(Recorded data)
## Begin
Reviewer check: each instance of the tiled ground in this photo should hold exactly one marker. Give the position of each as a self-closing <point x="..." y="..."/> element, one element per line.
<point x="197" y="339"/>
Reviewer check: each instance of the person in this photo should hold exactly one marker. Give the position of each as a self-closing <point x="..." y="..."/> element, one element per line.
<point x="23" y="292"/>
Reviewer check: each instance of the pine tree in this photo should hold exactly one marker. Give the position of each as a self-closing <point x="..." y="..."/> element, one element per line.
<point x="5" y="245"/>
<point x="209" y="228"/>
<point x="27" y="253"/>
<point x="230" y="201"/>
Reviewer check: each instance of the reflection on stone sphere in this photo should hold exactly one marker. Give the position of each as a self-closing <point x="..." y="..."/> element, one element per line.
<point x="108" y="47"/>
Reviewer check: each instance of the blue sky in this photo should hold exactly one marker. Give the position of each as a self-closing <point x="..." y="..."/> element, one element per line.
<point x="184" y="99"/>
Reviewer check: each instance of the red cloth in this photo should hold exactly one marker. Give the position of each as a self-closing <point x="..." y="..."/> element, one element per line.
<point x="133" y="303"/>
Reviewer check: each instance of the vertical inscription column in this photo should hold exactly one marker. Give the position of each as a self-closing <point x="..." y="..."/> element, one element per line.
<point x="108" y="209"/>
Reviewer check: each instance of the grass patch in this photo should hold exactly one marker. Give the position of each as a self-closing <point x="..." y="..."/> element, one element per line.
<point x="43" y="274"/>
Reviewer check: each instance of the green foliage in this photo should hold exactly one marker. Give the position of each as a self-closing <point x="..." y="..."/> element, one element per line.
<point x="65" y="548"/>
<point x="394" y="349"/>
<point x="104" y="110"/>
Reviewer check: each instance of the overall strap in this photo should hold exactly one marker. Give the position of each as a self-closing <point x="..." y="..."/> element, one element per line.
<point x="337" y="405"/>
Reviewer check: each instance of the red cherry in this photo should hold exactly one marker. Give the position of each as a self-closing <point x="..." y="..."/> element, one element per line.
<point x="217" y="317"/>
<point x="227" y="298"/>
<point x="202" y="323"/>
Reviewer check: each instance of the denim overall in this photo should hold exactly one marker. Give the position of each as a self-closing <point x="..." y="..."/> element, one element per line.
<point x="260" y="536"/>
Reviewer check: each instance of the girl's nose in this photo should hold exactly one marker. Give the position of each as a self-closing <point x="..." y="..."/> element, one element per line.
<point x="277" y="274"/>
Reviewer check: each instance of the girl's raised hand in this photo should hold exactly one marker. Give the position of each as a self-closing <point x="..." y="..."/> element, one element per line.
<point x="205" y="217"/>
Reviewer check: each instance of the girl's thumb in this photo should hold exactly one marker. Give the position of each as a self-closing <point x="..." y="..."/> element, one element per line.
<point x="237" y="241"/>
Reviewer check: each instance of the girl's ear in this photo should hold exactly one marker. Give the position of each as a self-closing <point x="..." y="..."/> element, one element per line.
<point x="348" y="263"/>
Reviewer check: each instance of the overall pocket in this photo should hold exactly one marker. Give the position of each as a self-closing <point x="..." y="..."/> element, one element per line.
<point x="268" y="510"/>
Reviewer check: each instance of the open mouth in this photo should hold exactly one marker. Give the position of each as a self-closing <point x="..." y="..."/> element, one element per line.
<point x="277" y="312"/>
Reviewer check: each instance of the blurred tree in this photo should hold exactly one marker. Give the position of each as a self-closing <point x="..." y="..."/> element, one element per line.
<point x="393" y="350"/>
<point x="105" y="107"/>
## End
REQUIREMENTS. Can you rewrite all of these lines, replacing "Reviewer check" with "Annotator check" wherever it occurs and leaving everything else unchanged?

SOLUTION FOR THIS EXERCISE.
Annotator check: each instance of the tiled ground in this photo should hold exactly one marker. Give the position of each as a self-closing <point x="..." y="..."/> element, one element per line.
<point x="197" y="339"/>
Annotator check: each instance of the person in this photo should hold exactly one marker. Give the position of each as a self-closing <point x="..." y="..."/> element, one element per line.
<point x="23" y="292"/>
Annotator check: each instance of the pine tree in this photo should hold exactly one marker. Give the position of each as a self-closing <point x="..." y="..."/> element, one element per line.
<point x="5" y="245"/>
<point x="209" y="228"/>
<point x="27" y="253"/>
<point x="230" y="201"/>
Annotator check: each instance of the reflection on stone sphere in this photo should hold exactly one marker. Give the position of each as a self-closing <point x="..." y="..."/> element, one element per line.
<point x="108" y="47"/>
Annotator check: each instance of the blue sky in this photo should hold exactly one marker. Give the position of each as a self-closing <point x="..." y="..."/> element, one element per line.
<point x="184" y="99"/>
Annotator check: each instance of the red cloth in this photo should hold exactly one marker. Give the position of each as a self-closing <point x="..." y="..."/> element, one element per line.
<point x="133" y="303"/>
Annotator check: each instance of the vertical inscription column in this photo should hold exactly one marker. Give the position of each as a self-closing <point x="..." y="..."/> element, one element per line.
<point x="108" y="209"/>
Annotator check: each instance of the grass patch in this photo should hold exactly one marker. Give the position of each as a self-closing <point x="..." y="..."/> element, one element per line.
<point x="43" y="274"/>
Annotator check: each instance of the green foliage in this photo should hold exactly one marker. Give the position of each as a self-closing <point x="..." y="..."/> element, one element per line.
<point x="65" y="548"/>
<point x="394" y="349"/>
<point x="104" y="110"/>
Annotator check: each instance of the overall strap in this photo should hold exactly one marker. Give the position of each as a self-closing <point x="..." y="..."/> element, one element per line.
<point x="337" y="405"/>
Annotator check: each instance of the red cherry in this photo should hold exactly one marker. Give the position of each as a self-closing <point x="..." y="..."/> element, one element per line.
<point x="217" y="317"/>
<point x="227" y="298"/>
<point x="202" y="323"/>
Annotator check: each instance of the denim overall in this photo should hold exactly one marker. Give the position of each as a self-closing <point x="..." y="..."/> element, one element per line.
<point x="260" y="536"/>
Annotator check: each instance of the girl's nose in this photo should hold exactly one marker. Give the position of each as a self-closing <point x="..." y="..."/> element, one element per line.
<point x="277" y="274"/>
Annotator check: each instance of the girl's raised hand in this photo should hold exactly one marker. Give the position of each as a self-closing <point x="..." y="..."/> element, one element per line.
<point x="205" y="217"/>
Annotator check: each instance of the girl's thumb in this photo should hold exactly one marker. Give the position of each as a self-closing <point x="..." y="..."/> element, one element per line.
<point x="237" y="241"/>
Annotator check: each instance of the girl's ear in this photo should hold exactly one marker. Give the position of each as a self-closing <point x="..." y="..."/> element, one element per line.
<point x="348" y="263"/>
Annotator check: each instance of the overall pocket in this photo should hold exactly one marker. Give the position of each as a self-closing <point x="..." y="..."/> element, one element per line.
<point x="268" y="510"/>
Annotator check: each instance of the open mouth in this photo should hold exactly one marker. Give the position of each as a self-closing <point x="..." y="..."/> element, one element per line.
<point x="277" y="312"/>
Annotator check: each instance of the blurred tree in this photo should hold exactly one marker. Give the position of each as a self-closing <point x="..." y="..."/> element, one element per line.
<point x="393" y="350"/>
<point x="105" y="107"/>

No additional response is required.